AIM — Convert the records below into a two-column CSV with the columns record and answer, one row per record, putting each record's text and its answer in their own quoted fields with any line breaks replaced by spaces. Leave the pictures out of the CSV.

DATASET ROWS —
|---|

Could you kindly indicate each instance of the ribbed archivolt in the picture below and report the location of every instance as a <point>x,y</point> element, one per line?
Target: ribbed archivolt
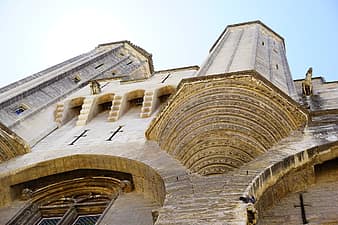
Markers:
<point>11,145</point>
<point>218,123</point>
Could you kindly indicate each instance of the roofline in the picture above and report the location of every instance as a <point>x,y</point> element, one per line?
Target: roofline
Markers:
<point>137,48</point>
<point>194,67</point>
<point>246,23</point>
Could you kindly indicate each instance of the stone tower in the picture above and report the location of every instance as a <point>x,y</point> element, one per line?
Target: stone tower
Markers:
<point>103,138</point>
<point>250,46</point>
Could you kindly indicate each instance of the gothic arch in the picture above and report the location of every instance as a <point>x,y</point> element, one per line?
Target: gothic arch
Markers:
<point>144,179</point>
<point>293,174</point>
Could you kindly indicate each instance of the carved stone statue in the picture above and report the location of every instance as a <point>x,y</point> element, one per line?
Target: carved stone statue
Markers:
<point>307,83</point>
<point>95,87</point>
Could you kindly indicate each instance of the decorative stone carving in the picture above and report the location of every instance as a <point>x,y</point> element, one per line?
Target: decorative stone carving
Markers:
<point>217,123</point>
<point>26,194</point>
<point>307,83</point>
<point>126,186</point>
<point>11,145</point>
<point>95,87</point>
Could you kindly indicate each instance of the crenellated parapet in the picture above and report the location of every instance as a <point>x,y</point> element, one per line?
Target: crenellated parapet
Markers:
<point>214,124</point>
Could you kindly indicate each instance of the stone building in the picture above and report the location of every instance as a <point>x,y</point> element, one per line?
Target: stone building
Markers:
<point>103,138</point>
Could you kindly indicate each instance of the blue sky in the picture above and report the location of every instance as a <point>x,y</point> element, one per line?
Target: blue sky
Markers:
<point>36,34</point>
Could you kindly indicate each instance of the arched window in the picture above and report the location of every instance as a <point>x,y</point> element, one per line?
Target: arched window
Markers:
<point>78,197</point>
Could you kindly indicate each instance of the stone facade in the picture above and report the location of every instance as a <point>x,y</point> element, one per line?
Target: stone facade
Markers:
<point>231,142</point>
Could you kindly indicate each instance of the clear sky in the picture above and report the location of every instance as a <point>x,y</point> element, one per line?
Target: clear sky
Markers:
<point>36,34</point>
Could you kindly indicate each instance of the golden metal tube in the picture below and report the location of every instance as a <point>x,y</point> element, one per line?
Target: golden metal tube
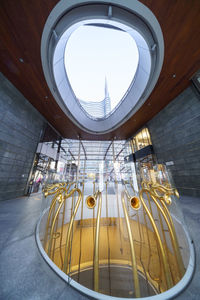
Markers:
<point>179,257</point>
<point>52,206</point>
<point>70,227</point>
<point>96,249</point>
<point>174,244</point>
<point>133,258</point>
<point>164,259</point>
<point>134,201</point>
<point>91,201</point>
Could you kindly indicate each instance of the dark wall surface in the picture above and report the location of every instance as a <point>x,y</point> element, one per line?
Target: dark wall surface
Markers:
<point>175,133</point>
<point>20,129</point>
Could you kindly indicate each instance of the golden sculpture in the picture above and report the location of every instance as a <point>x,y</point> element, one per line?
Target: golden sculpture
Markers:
<point>143,238</point>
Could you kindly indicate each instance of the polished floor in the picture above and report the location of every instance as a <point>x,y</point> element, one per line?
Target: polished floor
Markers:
<point>25,275</point>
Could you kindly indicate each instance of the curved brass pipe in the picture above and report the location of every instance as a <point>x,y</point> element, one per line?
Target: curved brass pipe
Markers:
<point>53,203</point>
<point>134,201</point>
<point>162,251</point>
<point>179,257</point>
<point>70,226</point>
<point>96,248</point>
<point>165,190</point>
<point>133,257</point>
<point>173,240</point>
<point>61,201</point>
<point>91,201</point>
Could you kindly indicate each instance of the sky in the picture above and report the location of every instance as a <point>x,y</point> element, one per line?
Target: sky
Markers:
<point>93,53</point>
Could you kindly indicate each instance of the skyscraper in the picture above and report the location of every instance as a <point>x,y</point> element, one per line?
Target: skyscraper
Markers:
<point>98,109</point>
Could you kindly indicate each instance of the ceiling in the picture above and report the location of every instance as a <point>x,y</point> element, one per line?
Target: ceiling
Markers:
<point>21,26</point>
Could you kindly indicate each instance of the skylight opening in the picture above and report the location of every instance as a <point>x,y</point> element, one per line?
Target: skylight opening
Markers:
<point>100,63</point>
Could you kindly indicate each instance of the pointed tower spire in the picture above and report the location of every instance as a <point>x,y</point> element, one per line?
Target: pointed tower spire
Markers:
<point>107,104</point>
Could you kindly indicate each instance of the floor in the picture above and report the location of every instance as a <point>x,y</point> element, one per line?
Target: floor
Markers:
<point>25,275</point>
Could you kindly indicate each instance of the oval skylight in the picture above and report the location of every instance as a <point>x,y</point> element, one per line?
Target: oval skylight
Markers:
<point>101,62</point>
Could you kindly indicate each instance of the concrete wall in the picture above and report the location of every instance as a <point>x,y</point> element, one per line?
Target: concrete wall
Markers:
<point>175,133</point>
<point>20,129</point>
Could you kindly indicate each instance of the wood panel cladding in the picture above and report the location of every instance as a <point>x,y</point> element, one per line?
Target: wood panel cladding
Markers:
<point>21,26</point>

|---|

SOLUTION —
record,answer
"Could you kindly indicate each instance of the ribbed archivolt in the picture below and report the location of every instance as a <point>x,y</point> element, one per line? Target: ribbed archivolt Markers:","<point>11,145</point> <point>218,123</point>"
"Could you kindly indicate each instance of the roofline in the picture above and report the location of every instance as a <point>x,y</point> element, one per line? Target: roofline Markers:","<point>137,48</point> <point>194,67</point> <point>246,23</point>"
"Could you kindly indicate each instance of the stone tower in the picture above and report the location of every instance as a <point>x,y</point> element, one per line? Target: stone tower Markers:","<point>103,138</point> <point>250,46</point>"
"Could you kindly indicate each instance of the gothic arch in the picture above and report the location of every instance as a <point>x,y</point> element, one per line? Target: gothic arch Markers:","<point>144,179</point> <point>293,174</point>"
"Could you kindly indicate each instance of the carved stone statue in the picture above and report the location of every instance as a <point>x,y</point> element, one per line? Target: carved stone statue Markers:","<point>307,83</point> <point>95,87</point>"
"Could you kindly indicate each instance of the decorative stone carving in the picture above and report the location of every instance as a <point>x,y</point> element, one per line? Target: decorative stone carving Markers:","<point>217,123</point> <point>26,194</point> <point>307,83</point> <point>126,186</point> <point>11,145</point> <point>95,87</point>"
"Could you kindly indicate each instance of the crenellated parapet in the picture above and report the location of every instance as a <point>x,y</point> element, one per line? Target: crenellated parapet Markers:","<point>214,124</point>"
"Could you kindly indicate each instance of the stone building in the picture above and report the location of every instance as a <point>x,y</point> element, one per line? Target: stone building Markers:","<point>103,138</point>"
"Could you kindly indicate each instance of the blue sky in the picture above and report the location of every instance as a <point>x,y</point> element, one per line? Target: blue sky Markers:","<point>36,34</point>"
"Could you kindly indicate each instance of the arched window in the picture above and report the location of every instance as a <point>x,y</point> element, one per line? Target: arched window Markers:","<point>78,197</point>"
"Could you kindly indicate each instance of the stone facade in the picture above and report the location of every instance as a <point>x,y</point> element, one per line? Target: stone facade Markers:","<point>231,142</point>"
"Could you kindly indicate each instance of the clear sky in the picture above and report the location of every instance as a <point>x,y</point> element, one per line? Target: clear sky Markers:","<point>36,34</point>"
"Could you kindly indicate each instance of the golden metal tube in the picture below and report the location of every instance as a <point>x,y</point> element, one per line? Target: golden metal tube Markers:","<point>179,257</point> <point>52,206</point> <point>70,227</point> <point>96,249</point> <point>174,244</point> <point>133,258</point> <point>164,259</point> <point>134,201</point> <point>91,201</point>"
"Could you kindly indicate each instance of the dark wall surface in the picture above and report the location of every instance as a <point>x,y</point> element, one per line? Target: dark wall surface Markers:","<point>175,133</point> <point>20,129</point>"
"Could you kindly indicate each instance of the golden sculpture in the picture above and report the location of every instance as a <point>x,y</point> element, one per line? Target: golden sculpture Markers:","<point>143,238</point>"
"Could you kindly indicate each instance of the polished floor in the picture above and report the location of every instance as a <point>x,y</point> element, one per line? Target: polished floor Markers:","<point>25,275</point>"
"Could you kindly indicate each instance of the curved brass pipe in the picture above and report the location of every instance as a <point>x,y</point> element, one per line? Target: curved brass pipe Markers:","<point>53,203</point> <point>134,201</point> <point>162,251</point> <point>179,257</point> <point>70,226</point> <point>96,248</point> <point>165,190</point> <point>133,257</point> <point>173,240</point> <point>61,201</point> <point>91,201</point>"
"Could you kindly indicate each instance of the sky in the picture above and report the location of every instance as a <point>x,y</point> element, one per line? Target: sky Markers:","<point>93,53</point>"
"Could you kindly indicate each instance of the skyscraper in the picture above and report the location of every instance as a <point>x,y</point> element, one per line? Target: skyscraper Markers:","<point>98,109</point>"
"Could you kindly indicate each instance of the ceiling in the picture above and report the location of every instance as a <point>x,y</point> element, one per line? Target: ceiling Markers:","<point>21,26</point>"
"Could you kindly indicate each instance of the skylight opening in the picture above and report the location of every instance as a <point>x,y</point> element, one per line? Target: skylight opening Markers:","<point>100,63</point>"
"Could you kindly indicate each instance of the pointed tower spire in the picture above and report the location of every instance as a <point>x,y</point> element, one per line? Target: pointed tower spire Markers:","<point>107,104</point>"
"Could you kindly indicate each instance of the floor in the picture above and report the location of every instance as a <point>x,y</point> element, one per line? Target: floor Markers:","<point>25,275</point>"
"Could you kindly indicate each instance of the oval skylight in the picture above and report the location of every instance as a <point>x,y</point> element, one per line? Target: oval skylight Markers:","<point>101,62</point>"
"Could you kindly indicate each instance of the concrete wall in the picture above and report the location of every instance as a <point>x,y</point> element, one per line? Target: concrete wall Markers:","<point>175,133</point> <point>20,129</point>"
"Could you kindly indicate each instance of the wood panel cladding in the picture above and report the location of every instance as a <point>x,y</point> element, one per line? Target: wood panel cladding Markers:","<point>21,26</point>"